• [Text to read]
'''

# Favorite Halloween Catalogs



## Spats (Sep 21, 2006)

Hey, gang.

I had an idea. There are a number of interesting mail-order catalogs out there, such Frightcatalog.com and orientaltrading.com, but there are a lot out there with some really worthwhile stuff that oftentimes get overlooked.

Tell us some catalogs we might want to order, the more, the better.
Oh! Try and include a link if you can.


----------



## TK421 (Mar 27, 2009)

*Rhode Island Novelties* is very similar to Oriental Trading Company.


----------



## 22606 (Aug 11, 2008)

The Lakeside Collection; Collections, Etc.; and Design Toscano are some of my recommendations.


----------



## Spats (Sep 21, 2006)

These are great.

Keep 'em comin'.


----------



## KATZILLA (Dec 6, 2007)

Thanks for the hookup !


----------



## Eureekachu (Jul 19, 2009)

Unfortunately, I haven't done much research for lesser-known suppliers lately. I'm surprised my two current favorites - Lillian Vernon and Grandin Road - haven't been mentioned yet, both being considered more mainstream. They're great if you're going for a more elegant/nostalgic/homey decor scheme, as I usually do, and often for a lot less than you'd expect. ^^


----------



## TK421 (Mar 27, 2009)

Eureekachu said:


> Unfortunately, I haven't done much research for lesser-known suppliers lately. I'm surprised my two current favorites - Lillian Vernon and Grandin Road - haven't been mentioned yet, both being considered more mainstream. They're great if you're going for a more elegant/nostalgic/homey decor scheme, as I usually do, and often for a lot less than you'd expect. ^^


Wow! I had never seen these before. Thanks for sharing!!

Please keep those suggestions coming!!


----------



## fritz42_male (Apr 30, 2009)

Here is part of my supplier list - if you have suppliers to add, tack them on the bottom. If any kind departed soul wants to organise them into groups then please do so.

Mods if this is against the rules or offends your sponsors then please delete.


Featured Items US:YES CANADA:YES INTERNATIONAL:YES

Halloween Decorations, Halloween Props, Halloween Costumes, Halloween Masks, Halloween Accessories US:YES CANADA:YES INTERNATIONAL:NO

Scary Halloween Props! - Night Frights Ghost Bust! US:YES CANADA:YES INTERNATIONAL:YES

Model Skull (Life-size model of human skull) US:YES CANADA:YES INTERNATIONAL:YES

Corpses For Sale US:YES CANADA:YES INTERNATIONAL:YES

Oriental Trading Company US:YES CANADA:YES INTERNATIONAL:NO

Halloween Prop Building Supplies For The Home Haunter - Monster Guts US:YES CANADA:YES INTERNATIONAL:YES

Anatomical Chart Company... US:YES CANADA:YES INTERNATIONAL:YES

Instant Light up Products UNKNOWN

Human Skull Model, 4th class US:YES CANADA:YES INTERNATIONAL:YES

Cryptic Imports, creators of Cryptic Skulls, the affordable human skull prop for the halloween, haunted attraction, and theatrical industries US:YES CANADA:YES INTERNATIONAL:YES SHIP:EXPENSIVE

Big Scream TV&#153; Vol 1-3

Brookshire Software - Visual Show Automation (VSA) - The Solution for Show Control Software

Computer & Electronic Services

EFX-TEK

Welcome to SurplusGizmos.com, LLC - We sell the Gizmos that bring your ideas to life!

'''

• [Coordinate labeling records]
'''

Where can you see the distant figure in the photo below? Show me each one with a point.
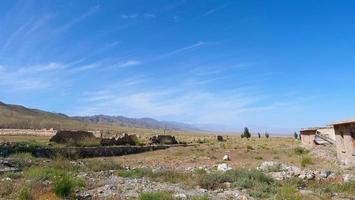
(72, 137)
(163, 139)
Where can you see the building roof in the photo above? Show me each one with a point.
(310, 129)
(349, 121)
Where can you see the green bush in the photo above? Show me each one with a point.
(64, 185)
(135, 173)
(300, 151)
(43, 173)
(204, 197)
(155, 196)
(287, 193)
(258, 158)
(24, 194)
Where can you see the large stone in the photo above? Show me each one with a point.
(163, 139)
(223, 167)
(124, 139)
(226, 158)
(348, 177)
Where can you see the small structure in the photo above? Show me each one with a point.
(72, 137)
(327, 132)
(307, 136)
(345, 141)
(124, 139)
(163, 139)
(220, 138)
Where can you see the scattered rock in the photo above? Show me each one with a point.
(220, 138)
(163, 139)
(65, 137)
(180, 196)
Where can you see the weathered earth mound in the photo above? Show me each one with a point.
(71, 137)
(163, 139)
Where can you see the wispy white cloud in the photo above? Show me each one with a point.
(39, 76)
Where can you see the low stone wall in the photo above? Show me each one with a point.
(90, 152)
(28, 132)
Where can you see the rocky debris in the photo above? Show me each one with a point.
(348, 177)
(223, 167)
(325, 174)
(324, 152)
(220, 138)
(70, 137)
(124, 139)
(281, 171)
(6, 166)
(109, 186)
(163, 139)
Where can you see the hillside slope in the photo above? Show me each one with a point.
(16, 116)
(136, 122)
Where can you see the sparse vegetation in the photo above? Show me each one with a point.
(254, 180)
(246, 133)
(64, 184)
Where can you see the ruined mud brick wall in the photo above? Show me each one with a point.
(29, 132)
(328, 132)
(345, 142)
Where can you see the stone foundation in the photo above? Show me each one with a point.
(28, 132)
(90, 152)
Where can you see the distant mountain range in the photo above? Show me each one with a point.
(17, 116)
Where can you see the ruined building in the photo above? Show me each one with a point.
(345, 141)
(340, 134)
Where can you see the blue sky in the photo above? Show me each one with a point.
(270, 65)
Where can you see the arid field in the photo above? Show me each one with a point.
(192, 171)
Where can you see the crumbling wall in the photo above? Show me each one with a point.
(163, 139)
(89, 152)
(70, 137)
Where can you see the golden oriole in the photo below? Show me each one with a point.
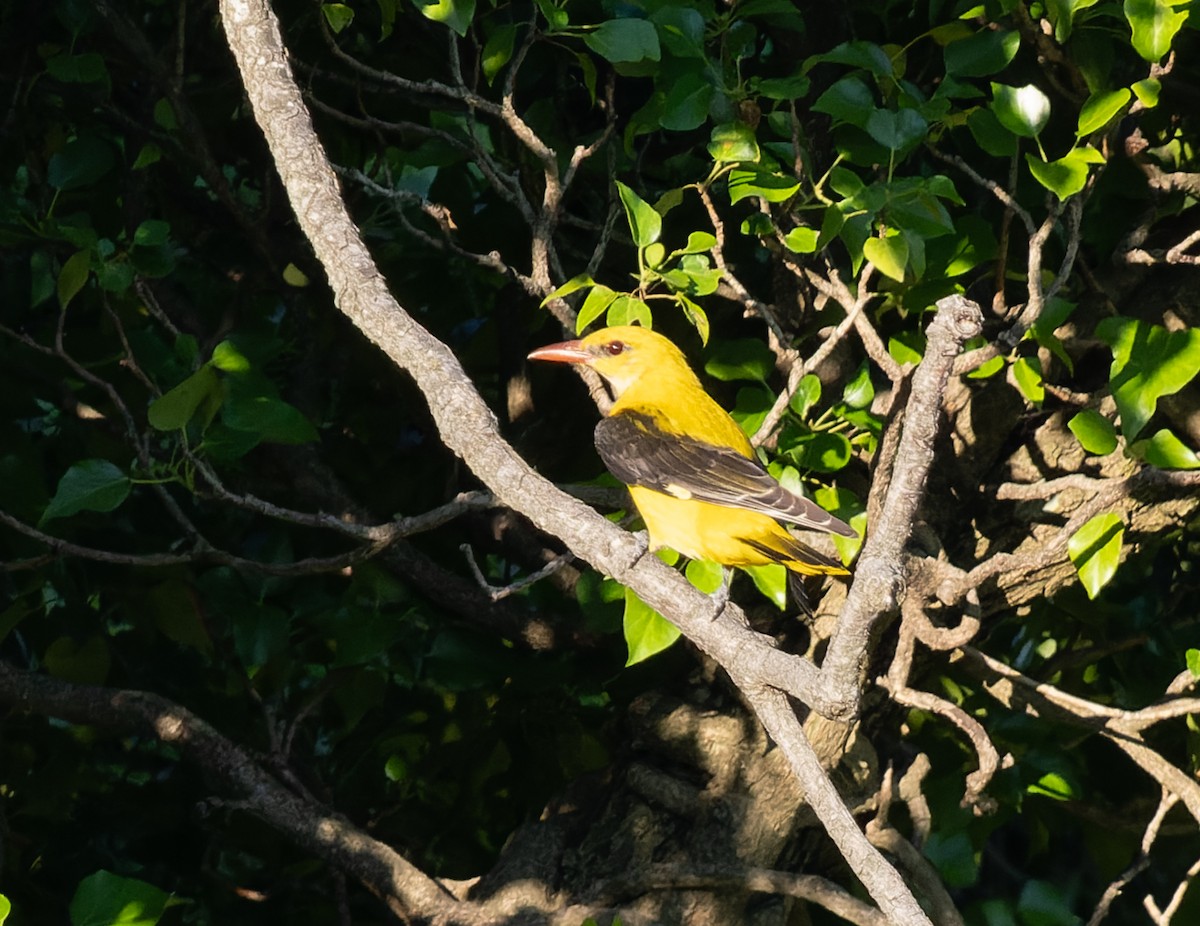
(690, 469)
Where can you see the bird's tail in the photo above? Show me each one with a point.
(798, 557)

'''

• [Actions to take]
(1) In the records, substitute "image" for "photo" in everything from the line containing "Where can you see the hillside" down to the end of the records, keeping all else unchanged. Return only those lines and omit the pictures.
(2) Continue the forum thread about favorite Halloween catalogs from the point where it stops.

• [Outputs by task]
(1)
Where can you see the hillside slope in the image above? Show me each one with a point.
(16, 116)
(136, 122)
Where can you see the sparse vegetation in the image above? Show me each one with a point.
(254, 180)
(246, 133)
(64, 184)
Where can you see the ruined mud brick wall in the image above? Show me each one with a point.
(29, 132)
(328, 132)
(345, 142)
Where can you see the stone foundation in the image above? Show me each one with a point.
(28, 132)
(90, 152)
Where can you see the distant mountain range in the image above? Show me each one with a point.
(17, 116)
Where can you see the ruined building in the image above? Show me each one with a point.
(345, 141)
(340, 134)
Where can you see the blue sky in the image above? Show me each one with a point.
(270, 65)
Where can you see the arid field in the image above? Show me each one with a point.
(192, 171)
Where can you see the crumbling wall in the image above? Show me each one with a point.
(163, 139)
(89, 152)
(70, 137)
Where can you see the golden oriole in the image below? Show me each one with a point.
(690, 469)
Where can you see the bird's tail in the image above? Show me each one with a point.
(798, 557)

(2)
Minions Web

Halloween Costumes, Batman, Flapper, 50's, Hippie, Cinderella, Spiderman Costumes

Halloween Costumes For Adults, Teens, and Kids - In Costume

Graveyardskulls - Animatronic Skulls for your Halloween Haunt

Buy Costumes, Wigs, Masks, Halloween Costumes & More

Straight Jacket jackets- Monkey Dungeon Clothing

Halloween Costumes for Adults & Kids Since 1954 - Anytime Costumes

FrightProps - Halloween Decorations, Halloween Props, Pneumatic Props, Animated Props, Halloween Accessories

Halloween Costumes - Childrens & Adult Halloween costume ideas available online on SpiritHalloween

Costumes for all occasions at AnniesCostumes.com: Costumes and Costume Accessories for all sizes: adults, kids, babies, plus size & even costumes for your pets!

Home - Nightmare Store

Halloween costumes for adults, kids & plus | Costume Universe |Atlanta Georgia


----------



## nightrideproductions (Jun 1, 2008)

fritz42_male:
Spats was looking for mail order catalogs that you can physically get thru the mail. Most of yours don't have catalogs to ship to you, or am i missing something?


----------



## nightrideproductions (Jun 1, 2008)

Here are mine:

OakIsland Attractions
EDIT:Not sure if they ship out catalogs anymore. They did last year, but cant find the link now, but heres the link to the online catalog:http://oakislandentertainment.com/OakIsland_ScareProducts_2009Catalog.pdf

FrightProps - Halloween Decorations, Halloween Props, Pneumatic Props, Animated Props, Halloween Accessories
Edit: Again, used to have a catalog, not anymore.

The Lighter Side : Collectibles, t-shirts, and other inexpensive gifts ideas : Welcome!-has some costumes and decor

Things You Never Knew Existed : Gag gifts, novelties and toys : Welcome!-again, costumes and props

Free Catalogs - Lab Safety Supply® - LSS-Biohazard signs, caution tapes

American DJ HomepageAmerican DJ Homepage[/url]-blacklights, strobes, etc.

Rose Brand Catalog Request-scrim, burlap, erosion cloth

Parts Express Catalog Sign-Up-speakers and electronics

Manufacturers of Quality Miniature Fluid Power, Pneumatic and Electronic Control Devices for Automation-pneumatic parts

American Science & Surplus : Request a Printed Catalog-random parts, electronics, motors


----------



## digbugsgirl (Aug 15, 2007)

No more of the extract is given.